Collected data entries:
○ ○ ○

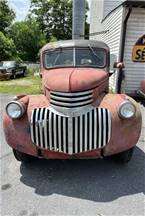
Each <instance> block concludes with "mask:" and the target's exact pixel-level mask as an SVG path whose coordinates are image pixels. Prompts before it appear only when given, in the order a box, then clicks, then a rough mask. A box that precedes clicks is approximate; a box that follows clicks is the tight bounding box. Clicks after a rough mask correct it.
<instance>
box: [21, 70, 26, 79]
mask: <svg viewBox="0 0 145 216" xmlns="http://www.w3.org/2000/svg"><path fill="white" fill-rule="evenodd" d="M22 76H23V77H25V76H26V69H24V70H23V74H22Z"/></svg>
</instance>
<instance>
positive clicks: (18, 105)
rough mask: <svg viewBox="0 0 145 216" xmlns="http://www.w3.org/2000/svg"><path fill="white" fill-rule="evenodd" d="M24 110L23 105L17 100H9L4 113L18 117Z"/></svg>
mask: <svg viewBox="0 0 145 216" xmlns="http://www.w3.org/2000/svg"><path fill="white" fill-rule="evenodd" d="M24 112H25V109H24V107H23V105H22V104H21V103H20V102H18V101H11V102H10V103H9V104H8V105H7V106H6V113H7V114H8V116H9V117H10V118H13V119H17V118H20V117H21V116H22V115H23V114H24Z"/></svg>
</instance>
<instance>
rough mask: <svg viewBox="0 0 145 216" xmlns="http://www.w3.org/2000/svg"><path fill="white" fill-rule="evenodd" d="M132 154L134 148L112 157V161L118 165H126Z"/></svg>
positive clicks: (132, 154)
mask: <svg viewBox="0 0 145 216" xmlns="http://www.w3.org/2000/svg"><path fill="white" fill-rule="evenodd" d="M133 152H134V147H133V148H131V149H128V150H127V151H124V152H121V153H118V154H115V155H112V156H111V157H112V159H113V160H114V161H115V162H117V163H120V164H126V163H128V162H129V161H130V160H131V159H132V155H133Z"/></svg>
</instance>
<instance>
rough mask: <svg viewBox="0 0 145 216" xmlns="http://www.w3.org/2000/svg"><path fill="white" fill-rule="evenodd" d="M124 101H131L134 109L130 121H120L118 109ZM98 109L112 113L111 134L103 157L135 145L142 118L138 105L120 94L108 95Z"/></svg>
mask: <svg viewBox="0 0 145 216" xmlns="http://www.w3.org/2000/svg"><path fill="white" fill-rule="evenodd" d="M125 100H129V101H131V102H132V103H133V104H134V105H135V107H136V114H135V116H134V117H133V118H131V119H121V118H120V117H119V115H118V108H119V106H120V104H121V103H123V102H124V101H125ZM100 107H104V108H107V109H109V110H110V112H111V113H112V132H111V139H110V141H109V143H108V144H107V145H106V147H105V148H104V155H105V156H107V155H112V154H116V153H119V152H122V151H125V150H127V149H130V148H132V147H133V146H135V145H136V143H137V142H138V140H139V137H140V133H141V125H142V118H141V112H140V108H139V105H138V104H137V103H136V102H135V101H134V100H133V99H132V98H131V97H128V96H126V95H123V94H122V95H121V94H108V95H106V96H105V97H104V98H103V100H102V101H101V103H100Z"/></svg>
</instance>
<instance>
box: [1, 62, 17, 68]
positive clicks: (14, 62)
mask: <svg viewBox="0 0 145 216" xmlns="http://www.w3.org/2000/svg"><path fill="white" fill-rule="evenodd" d="M14 65H15V62H13V61H3V62H1V66H4V67H13V66H14Z"/></svg>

○ ○ ○

=== WHAT IS REQUIRED ===
Return each entry exactly as it appears above, but exclude the pictures.

=== WRITTEN ANSWER ===
Each <instance> block concludes with "mask:" and the target's exact pixel-level mask as an SVG path whose coordinates are image pixels. Prompts before it appear only when given, in the order a box, then clicks, then a rough mask. A box that precedes clicks is approximate; a box that follows clicks is the tight bounding box. Clicks after a rough mask correct it.
<instance>
box: [21, 70, 26, 79]
mask: <svg viewBox="0 0 145 216" xmlns="http://www.w3.org/2000/svg"><path fill="white" fill-rule="evenodd" d="M22 76H23V77H25V76H26V69H24V70H23V74H22Z"/></svg>
</instance>
<instance>
positive clicks: (18, 105)
rough mask: <svg viewBox="0 0 145 216" xmlns="http://www.w3.org/2000/svg"><path fill="white" fill-rule="evenodd" d="M24 110L23 105L17 100H9L4 113L18 117Z"/></svg>
mask: <svg viewBox="0 0 145 216" xmlns="http://www.w3.org/2000/svg"><path fill="white" fill-rule="evenodd" d="M24 112H25V109H24V107H23V105H22V104H21V103H20V102H18V101H11V102H10V103H9V104H8V105H7V106H6V113H7V114H8V116H9V117H10V118H13V119H17V118H20V117H21V116H22V115H23V114H24Z"/></svg>
</instance>
<instance>
rough mask: <svg viewBox="0 0 145 216" xmlns="http://www.w3.org/2000/svg"><path fill="white" fill-rule="evenodd" d="M132 154L134 148L112 157V161L118 165H126Z"/></svg>
positive clicks: (132, 154)
mask: <svg viewBox="0 0 145 216" xmlns="http://www.w3.org/2000/svg"><path fill="white" fill-rule="evenodd" d="M133 152H134V147H133V148H131V149H128V150H127V151H124V152H121V153H118V154H115V155H112V156H111V157H112V159H113V160H114V161H115V162H117V163H120V164H126V163H128V162H129V161H130V160H131V159H132V155H133Z"/></svg>
</instance>
<instance>
rough mask: <svg viewBox="0 0 145 216" xmlns="http://www.w3.org/2000/svg"><path fill="white" fill-rule="evenodd" d="M124 101H131L134 109L130 121H120L118 109ZM98 109L112 113L111 134L103 157L135 145L142 118L138 105L120 94L108 95Z"/></svg>
mask: <svg viewBox="0 0 145 216" xmlns="http://www.w3.org/2000/svg"><path fill="white" fill-rule="evenodd" d="M125 100H129V101H131V102H132V103H133V104H134V105H135V107H136V114H135V116H134V117H133V118H131V119H121V118H120V117H119V115H118V108H119V106H120V104H121V103H123V102H124V101H125ZM100 107H104V108H107V109H109V110H110V112H111V113H112V132H111V139H110V141H109V143H108V144H107V145H106V147H105V148H104V155H105V156H107V155H112V154H116V153H119V152H122V151H125V150H127V149H130V148H132V147H133V146H135V145H136V143H137V142H138V140H139V137H140V133H141V125H142V118H141V112H140V108H139V105H138V104H137V103H136V102H135V101H134V100H133V99H132V98H131V97H128V96H126V95H123V94H122V95H121V94H108V95H106V96H105V97H104V98H103V100H102V101H101V103H100Z"/></svg>
</instance>
<instance>
box: [1, 62, 17, 68]
positive clicks: (14, 62)
mask: <svg viewBox="0 0 145 216" xmlns="http://www.w3.org/2000/svg"><path fill="white" fill-rule="evenodd" d="M14 65H15V62H13V61H3V62H1V66H4V67H13V66H14Z"/></svg>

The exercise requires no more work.